* _Requests_
• 1. Reproduce word for word the stretch of the horse bridle thread from "What Breed is" through "and advise you.".
• 2. Carry on the forum thread about bit or bitless bridles from the point where it stops.

* _Given text_
# Bit or bitless?



## Lizzieloo369 (Mar 12, 2017)

Hi, what are people's views/opinions on bit or bitless bridles? 

My horse is currently on a snaffle but I'm considering changing to bitless to see if he's better, he doesn't really work on the bit and just throws his head in the air and seems to get get agitated quickly. 

Is bitless the way forward for us?


----------



## Rafa (Jun 18, 2012)

Hi.

Not necessarily. If your horse isn't accepting a snaffle and actually becoming agitated, I would begin by ensuring the bit fits properly and I would have his mouth thoroughly checked by a Vet, if you haven't already.


----------



## Lizzieloo369 (Mar 12, 2017)

Hi 

I had a dentist out to him about 2 years ago and he said his mouth was in good shape, perhaps a vet is the step. But I have also put in him a straight bar rubber snaffle and that still agitated him and I'm soft on his mouth when riding - naturally.


----------



## Rafa (Jun 18, 2012)

How old is he and, has he always been ridden in a snaffle?

What Breed is he and has he ever had a back problem? Throwing is head up could be caused by discomfort in his back.


----------



## Rafa (Jun 18, 2012)

I really wouldn't advise a bitless bridle at this stage as they can be very severe.

In my opinion, your best course of action is to book a lesson with a reputable instructor who will be able to identify the cause of the problem and advise you.

Head carriage problems are not always related to the mouth - it could be back, behavioural or simply reluctance, but a good Instructor should be able to identify which.


----------



## Lizzieloo369 (Mar 12, 2017)

Sweety said:


> I really wouldn't advise a bitless bridle at this stage as they can be very severe.

* _Material provided_
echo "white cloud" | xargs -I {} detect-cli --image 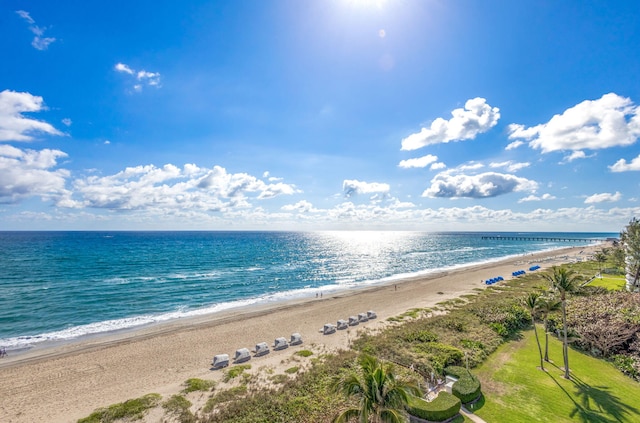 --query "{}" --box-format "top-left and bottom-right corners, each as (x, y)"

* _Results of the exercise_
• 1.
What Breed is he and has he ever had a back problem? Throwing is head up could be caused by discomfort in his back.


----------



## Rafa (Jun 18, 2012)

I really wouldn't advise a bitless bridle at this stage as they can be very severe.

In my opinion, your best course of action is to book a lesson with a reputable instructor who will be able to identify the cause of the problem and advise you.

• 2.
> 
> In my opinion, your best course of action is to book a lesson with a reputable instructor who will be able to identify the cause of the problem and advise you.
> 
> Head carriage problems are not always related to the mouth - it could be back, behavioural or simply reluctance, but a good Instructor should be able to identify which.


Thank you I will take this on board


----------



## Elles (Aug 15, 2011)

2 years is quite a long time. Most horses have yearly, or even 6 monthly dental appointments, they can develop sharp edges. I would start by getting her teeth and mouth checked by a vet who specialises, or an edt.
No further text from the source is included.